Saved entries
━━━━━━

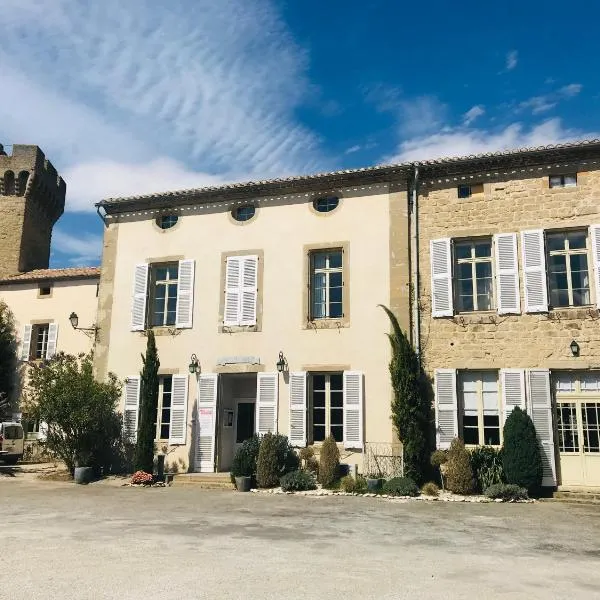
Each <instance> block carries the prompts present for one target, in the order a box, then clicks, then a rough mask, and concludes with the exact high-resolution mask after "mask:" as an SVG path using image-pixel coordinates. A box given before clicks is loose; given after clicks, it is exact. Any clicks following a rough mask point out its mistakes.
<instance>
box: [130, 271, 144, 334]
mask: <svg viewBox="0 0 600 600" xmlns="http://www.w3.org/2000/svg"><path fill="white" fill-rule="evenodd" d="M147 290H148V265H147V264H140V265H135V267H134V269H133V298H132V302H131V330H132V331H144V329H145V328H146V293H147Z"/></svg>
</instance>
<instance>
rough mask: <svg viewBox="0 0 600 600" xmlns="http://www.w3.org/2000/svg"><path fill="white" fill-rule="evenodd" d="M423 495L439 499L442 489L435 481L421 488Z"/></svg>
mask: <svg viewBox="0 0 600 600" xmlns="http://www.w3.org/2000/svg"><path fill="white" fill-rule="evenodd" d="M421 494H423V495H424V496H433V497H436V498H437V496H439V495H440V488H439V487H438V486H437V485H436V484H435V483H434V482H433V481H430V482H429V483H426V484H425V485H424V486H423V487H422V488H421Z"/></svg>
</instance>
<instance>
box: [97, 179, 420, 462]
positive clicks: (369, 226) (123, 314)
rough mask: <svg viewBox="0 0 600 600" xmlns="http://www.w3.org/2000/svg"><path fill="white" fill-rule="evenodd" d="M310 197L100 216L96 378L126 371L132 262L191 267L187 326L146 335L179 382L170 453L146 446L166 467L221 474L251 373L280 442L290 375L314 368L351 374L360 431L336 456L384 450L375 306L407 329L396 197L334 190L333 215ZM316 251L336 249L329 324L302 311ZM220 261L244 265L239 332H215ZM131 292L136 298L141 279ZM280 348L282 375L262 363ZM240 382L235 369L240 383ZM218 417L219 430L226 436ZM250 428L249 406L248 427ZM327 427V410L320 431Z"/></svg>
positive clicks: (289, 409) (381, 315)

━━━━━━

## [EXERCISE DETAILS]
The line with "positive clicks: (369, 226) (123, 314)", the last line of the data above, and every line between them should be duplicated exactly, with nothing else.

## [RESULT OF THE TASK]
positive clicks: (369, 226) (123, 314)
rough mask: <svg viewBox="0 0 600 600" xmlns="http://www.w3.org/2000/svg"><path fill="white" fill-rule="evenodd" d="M310 197L100 216L96 378L126 371L132 262L191 267L187 326L146 335L179 382L170 453L146 446L166 467L221 474L251 373L280 442L290 375L314 368L351 374L360 431L336 456L384 450L375 306L407 329L396 197L334 190L333 215ZM316 251L336 249L329 324L302 311ZM220 261L244 265L239 332H215ZM131 292L136 298L141 279ZM280 348L282 375L262 363ZM240 382L235 369L240 383ZM218 417L219 430L226 436ZM250 428L249 406L248 427ZM327 427V410L320 431Z"/></svg>
positive clicks: (289, 409) (381, 315)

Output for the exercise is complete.